Berufsausbildung Lehre bei Abiturienten immer beliebter
Eine neue Studie zeigt: Abiturienten entscheiden sich verstärkt für eine Ausbildung. Das Nachsehen haben dadurch oft Hauptschüler und junge Menschen ohne Schulabschluss: Immer weniger schaffen den Sprung in die Lehre.
Abiturientinnen und Abiturienten streben vermehrt in Ausbildungsberufe. Als Konsequenz daraus wird für Hauptschülerinnen und Hauptschüler die Suche nach einem Ausbildungsplatz zunehmend schwieriger. Zu diesem Ergebnis kommt eine Untersuchung im Auftrag der Bertelsmann-Stiftung.
Der Anteil der Schulabgänger mit Hochschulreife, die eine duale oder schulische Ausbildung beginnen, ist demnach binnen zehn Jahren von 35 Prozent auf 47,4 Prozent gestiegen. Vor der Corona-Pandemie im Jahr 2019 war der Anteil sogar noch etwas höher gewesen (48,5 Prozent).
Von einer mangelnden Attraktivität der Berufsausbildung für Abiturienten könne keine Rede sein, sagte der Autor der Studie, Dieter Dohmen. Auch interessierten sich diese keineswegs zu wenig für berufliche Ausbildungen, erklärte der Direktor des Forschungsinstitutes für Bildungs- und Sozialökonomie (FiBS), das die Studie im Auftrag der Bertelsmann-Stiftung erstellt hat.
Deutlich weniger Hauptschüler starten Ausbildung
Bei den Schulabgängern mit mittlerem Schulabschluss, etwa von der Realschule, seien die Übergangsquoten in die Ausbildung in den vergangene 15 Jahren bei etwa 80 Prozent relativ stabil geblieben, besagt die Studie. Jugendliche mit Hauptschulabschluss haben es hingegen immer schwerer, einen Ausbildungsplatz zu bekommen, wie es hieß. Bei ihnen verringerte sich der Anteil derjenigen, die eine Berufsausbildung begannen, zwischen 2011 und 2021 um ein Fünftel.
Für junge Menschen ohne Schulabschluss spitzte sich die ohnehin schwierige Situation zuletzt noch weiter zu: Die Übergangsquote lag der Studie zufolge 2021 bei 30 Prozent. In den vergangenen 15 Jahren schwankte sie um die 35 Prozent. Die Zahl der 15- bis 24-Jährigen, die sich weder in Ausbildung noch in der Schule oder im Job befinden, erhöhte sich zwischen 2019 und 2021 erheblich von 492.000 auf rund 630.000
Studienautor Dohmen bezeichnete die Entwicklungen in diesem Bereich als "dramatisch". "Viel zu viele Jugendliche gehen auf dem Ausbildungsmarkt leer aus oder fallen ganz aus dem System. Wir müssen die Integrationsfähigkeit des Ausbildungssystems wieder deutlich erhöhen", erklärte der Direktor des FiBS.

********************

# [Aufgaben]
A - Auf welchen Wert ist laut dem Text über Abiturienten in der Ausbildung der Anteil der Schulabgänger mit Hochschulreife, die eine duale oder schulische Ausbildung beginnen, binnen zehn Jahren gestiegen?
B - Setzen Sie den Text über Abiturienten in der Ausbildung im Anschluss an seinen letzten Satz fort.
Die Zeilen stammen aus einer anderen Quelle.

# [Datenauszug]
********************

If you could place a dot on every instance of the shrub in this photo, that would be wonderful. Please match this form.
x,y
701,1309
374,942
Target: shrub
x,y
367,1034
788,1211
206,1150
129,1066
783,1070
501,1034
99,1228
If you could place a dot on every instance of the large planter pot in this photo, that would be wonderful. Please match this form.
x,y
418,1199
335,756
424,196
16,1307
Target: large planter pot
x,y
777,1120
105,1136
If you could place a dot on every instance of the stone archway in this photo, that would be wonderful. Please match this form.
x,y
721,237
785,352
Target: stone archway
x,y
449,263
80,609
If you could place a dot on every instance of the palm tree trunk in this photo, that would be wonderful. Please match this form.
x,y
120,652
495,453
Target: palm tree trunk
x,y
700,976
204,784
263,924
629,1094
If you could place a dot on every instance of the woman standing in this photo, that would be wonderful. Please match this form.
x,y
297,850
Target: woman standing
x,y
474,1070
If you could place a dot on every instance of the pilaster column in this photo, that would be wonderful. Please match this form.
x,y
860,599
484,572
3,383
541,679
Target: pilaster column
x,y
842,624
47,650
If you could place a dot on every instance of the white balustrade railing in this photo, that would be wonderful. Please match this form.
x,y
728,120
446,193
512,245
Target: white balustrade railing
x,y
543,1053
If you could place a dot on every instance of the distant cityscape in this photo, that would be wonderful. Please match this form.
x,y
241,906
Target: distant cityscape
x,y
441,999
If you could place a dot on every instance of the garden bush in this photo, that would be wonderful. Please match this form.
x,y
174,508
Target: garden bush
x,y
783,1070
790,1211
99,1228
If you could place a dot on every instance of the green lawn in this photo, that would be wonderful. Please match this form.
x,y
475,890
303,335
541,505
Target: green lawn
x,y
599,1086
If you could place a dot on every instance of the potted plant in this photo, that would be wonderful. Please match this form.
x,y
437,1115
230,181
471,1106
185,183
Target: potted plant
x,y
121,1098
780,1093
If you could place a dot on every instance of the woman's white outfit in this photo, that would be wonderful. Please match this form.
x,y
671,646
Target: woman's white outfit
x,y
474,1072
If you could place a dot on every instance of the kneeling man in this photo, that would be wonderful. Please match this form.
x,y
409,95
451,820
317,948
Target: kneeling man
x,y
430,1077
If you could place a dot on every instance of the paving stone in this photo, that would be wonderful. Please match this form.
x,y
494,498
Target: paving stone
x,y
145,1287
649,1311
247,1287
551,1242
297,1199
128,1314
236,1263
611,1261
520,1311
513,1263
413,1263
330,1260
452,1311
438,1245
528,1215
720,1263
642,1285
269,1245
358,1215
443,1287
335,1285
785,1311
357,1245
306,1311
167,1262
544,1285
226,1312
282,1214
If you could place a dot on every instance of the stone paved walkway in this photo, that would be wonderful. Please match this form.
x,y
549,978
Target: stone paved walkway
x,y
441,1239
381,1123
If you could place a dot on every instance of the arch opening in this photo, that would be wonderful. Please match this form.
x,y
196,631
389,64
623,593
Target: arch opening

********************

# [Lösungen]
A - Auf 47,4 Prozent.

B -
DGB klagt über "Bestenauslese"
"Es passt einfach nicht zusammen, wenn die Arbeitgeber einerseits über fehlende Bewerber klagen, auf der anderen Seite aber vielfach eben eine Bestenauslese betreiben. Auch Jugendliche mit Hauptschulabschluss brauchen Chancen auf einen Ausbildungsplatz", sagte die stellvertretende DGB-Vorsitzende Elke Hannack der Nachrichtenagentur dpa. Es gebe ein enormes Potenzial für mehr Ausbildung und damit zur Linderung des Fachkräftemangels.
Dieses Potenzial brach liegen zu lassen, "können wir uns als Gesellschaft nicht leisten", sagte sie. Die Zahl der Ausbildungsverhältnisse ging der Studie zufolge im langfristigen Vergleich zurück: Während beim letzten Höchststand 2007 noch gut 844.000 Menschen in Ausbildung waren, lag die Zahl 2021 bei 706.000. Einen Einschnitt bedeutete hier die Corona-Pandemie, in den Jahren davor war die Zahl zwischenzeitlich leicht angestiegen.
Kritik an Gesetzentwurf
Nach Einschätzung der Bertelsmann-Stiftung wird es trotz Tausender unbesetzter Ausbildungsplätze insbesondere für Jugendliche mit niedriger Schulbildung immer schwieriger, einen Ausbildungsplatz zu finden. Eine Rolle spielten dabei unter anderem steigende Qualifikationsanforderungen und regionale Ungleichgewichte. Die Corona-Pandemie habe vielen jungen Menschen zusätzlich den Berufseinstieg erschwert, weil Praktika und andere Orientierungsangebote gefehlt hätten.
Für diese Jugendlichen sei die Lage besonders schwierig. Der Bertelsmann-Ausbildungsexperte Clemens Wieland sprach sich daher für eine Ausbildungsgarantie aus. "Wir brauchen eine Ausbildungsgarantie, die wirklich jedem jungen Menschen eine Ausbildungschance gibt und die auch individuelle Begleitung und Unterstützung beinhaltet, um den Abschluss zu erreichen", erklärte er. Der von der Regierung vorgelegte Gesetzentwurf zu einer Ausbildungsgarantie sei unzureichend und greife "deutlich zu kurz".